§ TASK BRIEF
Could you give everything from the start of the entries down to the line containing "Query: green foliage" again, renaming "pointer" to "locator" and leaving all else unchanged? Keep the pictures out of your answer.

§ SUPPLIED INFORMATION
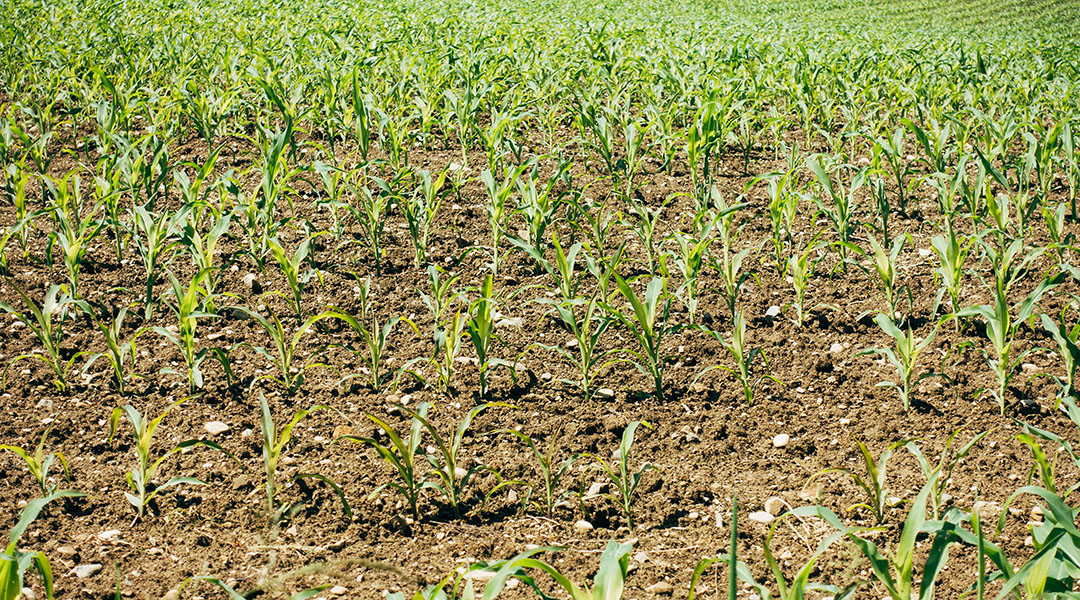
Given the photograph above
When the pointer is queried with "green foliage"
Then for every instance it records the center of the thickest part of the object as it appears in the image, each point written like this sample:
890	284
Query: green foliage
46	323
39	463
903	356
14	563
878	502
140	478
623	477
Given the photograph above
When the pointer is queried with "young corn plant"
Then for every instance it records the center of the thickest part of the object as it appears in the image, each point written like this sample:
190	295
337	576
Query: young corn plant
623	478
296	276
838	206
952	251
943	471
481	330
14	563
883	271
1061	241
374	339
607	584
372	214
120	353
283	356
46	323
140	478
189	304
401	454
551	473
581	317
498	206
799	269
728	263
1002	322
153	236
797	587
39	463
76	226
689	261
648	325
274	442
420	208
878	502
538	205
203	247
451	478
903	357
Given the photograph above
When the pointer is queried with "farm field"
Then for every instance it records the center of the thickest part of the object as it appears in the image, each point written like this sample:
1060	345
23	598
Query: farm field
475	299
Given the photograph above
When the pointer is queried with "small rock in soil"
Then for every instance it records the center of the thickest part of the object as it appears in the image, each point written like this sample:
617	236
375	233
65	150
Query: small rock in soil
660	588
774	506
84	571
216	427
761	517
252	283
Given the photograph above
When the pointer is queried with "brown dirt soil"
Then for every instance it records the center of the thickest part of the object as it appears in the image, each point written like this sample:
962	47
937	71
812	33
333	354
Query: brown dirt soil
704	440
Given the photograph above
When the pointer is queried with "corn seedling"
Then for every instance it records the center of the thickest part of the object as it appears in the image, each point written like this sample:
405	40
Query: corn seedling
1067	349
420	208
551	473
153	237
451	478
799	269
374	338
689	261
140	478
878	502
46	323
742	356
120	353
1001	324
14	563
648	325
498	204
76	226
896	572
274	442
943	471
296	276
883	271
401	455
838	206
797	587
581	318
190	304
204	247
623	478
39	463
903	356
481	330
282	354
952	251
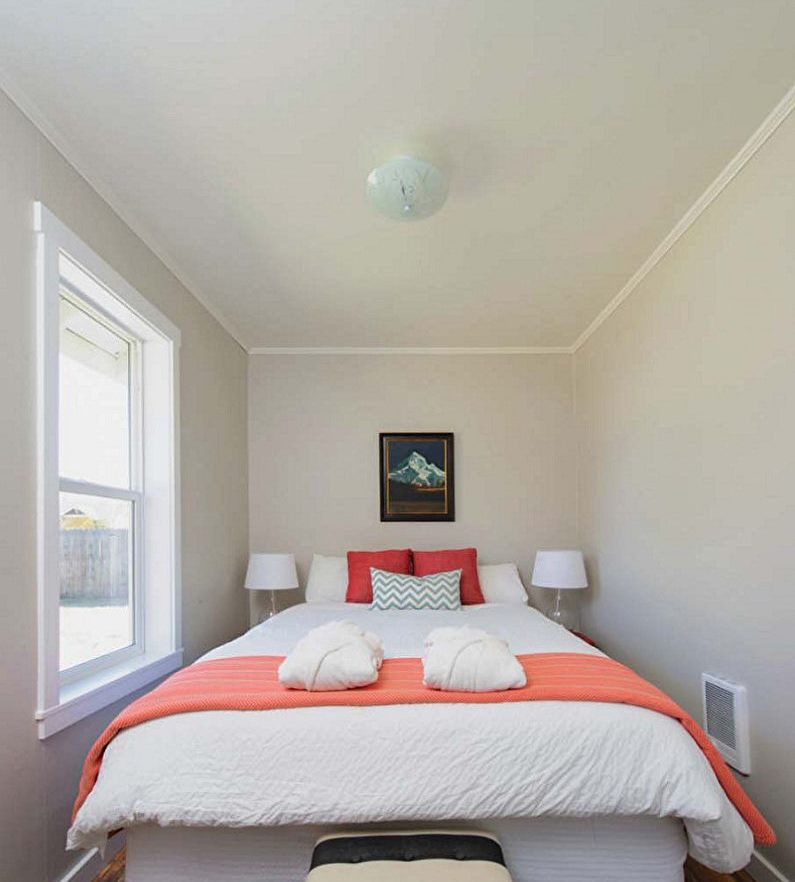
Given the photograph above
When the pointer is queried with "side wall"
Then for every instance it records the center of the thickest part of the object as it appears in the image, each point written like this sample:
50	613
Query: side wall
38	780
313	442
686	423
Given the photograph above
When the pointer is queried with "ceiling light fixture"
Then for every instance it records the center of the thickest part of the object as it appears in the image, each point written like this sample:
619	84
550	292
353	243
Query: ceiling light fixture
406	188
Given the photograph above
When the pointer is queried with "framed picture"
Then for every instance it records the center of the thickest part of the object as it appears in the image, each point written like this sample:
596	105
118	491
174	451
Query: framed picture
417	476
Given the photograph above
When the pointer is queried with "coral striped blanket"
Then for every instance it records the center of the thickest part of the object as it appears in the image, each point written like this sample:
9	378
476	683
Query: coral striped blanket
252	683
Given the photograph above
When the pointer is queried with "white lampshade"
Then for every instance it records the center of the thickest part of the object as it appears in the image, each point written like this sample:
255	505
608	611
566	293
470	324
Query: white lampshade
559	569
272	572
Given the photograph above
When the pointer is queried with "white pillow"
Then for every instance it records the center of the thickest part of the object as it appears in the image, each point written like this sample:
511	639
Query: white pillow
500	583
328	580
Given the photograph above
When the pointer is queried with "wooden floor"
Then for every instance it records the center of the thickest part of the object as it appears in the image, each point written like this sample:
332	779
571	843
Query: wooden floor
694	872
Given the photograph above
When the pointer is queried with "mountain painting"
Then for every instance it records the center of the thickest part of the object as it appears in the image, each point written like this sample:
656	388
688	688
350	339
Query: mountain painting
417	476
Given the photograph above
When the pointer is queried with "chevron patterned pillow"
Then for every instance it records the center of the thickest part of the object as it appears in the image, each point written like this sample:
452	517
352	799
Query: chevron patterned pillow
395	591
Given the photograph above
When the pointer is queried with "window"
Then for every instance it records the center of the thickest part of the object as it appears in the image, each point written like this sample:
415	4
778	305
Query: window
108	513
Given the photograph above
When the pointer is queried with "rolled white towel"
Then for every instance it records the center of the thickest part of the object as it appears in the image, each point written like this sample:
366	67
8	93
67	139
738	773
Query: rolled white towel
470	660
334	656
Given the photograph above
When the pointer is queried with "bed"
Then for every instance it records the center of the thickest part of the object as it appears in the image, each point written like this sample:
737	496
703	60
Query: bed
618	791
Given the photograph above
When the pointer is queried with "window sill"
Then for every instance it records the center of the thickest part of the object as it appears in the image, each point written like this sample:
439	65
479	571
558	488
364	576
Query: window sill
87	696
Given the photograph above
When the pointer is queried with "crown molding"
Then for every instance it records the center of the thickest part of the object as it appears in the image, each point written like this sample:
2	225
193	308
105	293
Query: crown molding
777	116
732	169
108	194
410	350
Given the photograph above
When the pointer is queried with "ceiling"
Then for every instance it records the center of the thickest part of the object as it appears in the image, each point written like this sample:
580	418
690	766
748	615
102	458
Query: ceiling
236	138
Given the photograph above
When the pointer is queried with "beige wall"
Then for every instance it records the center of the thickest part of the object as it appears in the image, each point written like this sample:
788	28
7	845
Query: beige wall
686	419
313	442
38	779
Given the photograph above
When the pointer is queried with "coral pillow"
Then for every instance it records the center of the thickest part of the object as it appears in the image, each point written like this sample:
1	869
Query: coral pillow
426	563
360	588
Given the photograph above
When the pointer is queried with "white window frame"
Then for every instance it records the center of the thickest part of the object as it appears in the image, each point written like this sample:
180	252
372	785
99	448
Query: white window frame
66	697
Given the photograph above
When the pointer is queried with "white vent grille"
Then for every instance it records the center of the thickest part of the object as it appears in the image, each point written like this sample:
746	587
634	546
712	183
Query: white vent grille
726	720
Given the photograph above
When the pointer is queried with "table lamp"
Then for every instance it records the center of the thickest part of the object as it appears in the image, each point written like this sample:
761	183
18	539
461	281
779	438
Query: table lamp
562	570
271	572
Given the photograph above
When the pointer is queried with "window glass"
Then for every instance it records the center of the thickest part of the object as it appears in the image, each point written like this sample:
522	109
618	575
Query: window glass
96	577
94	402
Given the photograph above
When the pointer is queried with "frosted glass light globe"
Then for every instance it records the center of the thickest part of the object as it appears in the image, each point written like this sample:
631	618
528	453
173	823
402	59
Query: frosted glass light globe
406	188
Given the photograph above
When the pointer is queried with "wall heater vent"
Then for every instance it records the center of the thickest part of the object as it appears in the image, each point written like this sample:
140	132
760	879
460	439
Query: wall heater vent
726	720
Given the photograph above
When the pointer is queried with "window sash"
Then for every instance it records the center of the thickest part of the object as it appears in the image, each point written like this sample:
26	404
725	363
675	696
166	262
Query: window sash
156	424
137	594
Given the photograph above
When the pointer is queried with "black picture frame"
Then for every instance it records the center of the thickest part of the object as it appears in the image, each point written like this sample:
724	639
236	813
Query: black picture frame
416	476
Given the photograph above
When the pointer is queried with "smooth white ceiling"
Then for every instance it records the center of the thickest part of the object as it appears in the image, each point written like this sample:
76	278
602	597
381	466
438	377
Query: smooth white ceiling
238	137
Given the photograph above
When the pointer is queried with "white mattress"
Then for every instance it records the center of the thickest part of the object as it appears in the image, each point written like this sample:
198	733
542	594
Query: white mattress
402	764
539	850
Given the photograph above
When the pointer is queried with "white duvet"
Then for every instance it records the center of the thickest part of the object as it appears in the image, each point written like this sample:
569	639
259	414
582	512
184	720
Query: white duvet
349	765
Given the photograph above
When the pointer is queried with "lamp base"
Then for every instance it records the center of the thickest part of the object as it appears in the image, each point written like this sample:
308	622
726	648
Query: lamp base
271	610
564	613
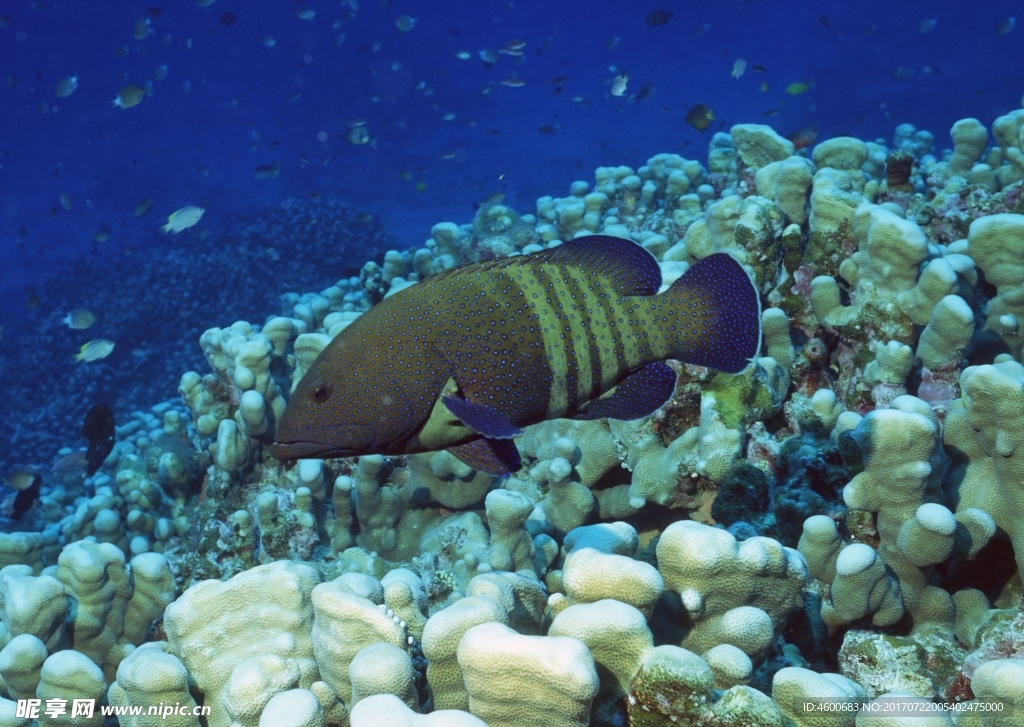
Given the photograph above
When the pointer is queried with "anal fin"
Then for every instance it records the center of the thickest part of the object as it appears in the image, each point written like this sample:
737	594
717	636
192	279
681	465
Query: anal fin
495	457
640	393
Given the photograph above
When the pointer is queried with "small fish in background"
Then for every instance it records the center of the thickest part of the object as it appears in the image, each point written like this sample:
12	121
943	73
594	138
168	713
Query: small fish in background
70	466
267	171
94	350
183	219
658	17
619	84
644	93
141	29
357	134
98	428
66	86
79	319
804	137
699	117
513	47
18	493
130	95
102	234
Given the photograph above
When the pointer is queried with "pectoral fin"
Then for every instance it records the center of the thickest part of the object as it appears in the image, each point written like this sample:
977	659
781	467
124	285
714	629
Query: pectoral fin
496	457
481	419
640	393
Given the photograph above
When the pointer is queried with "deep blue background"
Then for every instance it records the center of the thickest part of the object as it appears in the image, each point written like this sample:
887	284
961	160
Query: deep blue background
108	159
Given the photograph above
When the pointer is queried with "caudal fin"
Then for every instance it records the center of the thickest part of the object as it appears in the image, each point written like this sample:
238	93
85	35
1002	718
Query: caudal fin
719	314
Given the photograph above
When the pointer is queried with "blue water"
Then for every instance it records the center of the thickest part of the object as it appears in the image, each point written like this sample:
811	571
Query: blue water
867	65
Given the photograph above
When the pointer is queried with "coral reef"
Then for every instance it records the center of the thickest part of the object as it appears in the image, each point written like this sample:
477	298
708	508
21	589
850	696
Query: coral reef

§ RESULT FOR THIS EXERCISE
Given the photograph above
When the locator is queried with "green foliage"
Then for every instance it records the center of the thickest part of the object as it appears in the image, each point written like this sample:
890	284
Query: green foliage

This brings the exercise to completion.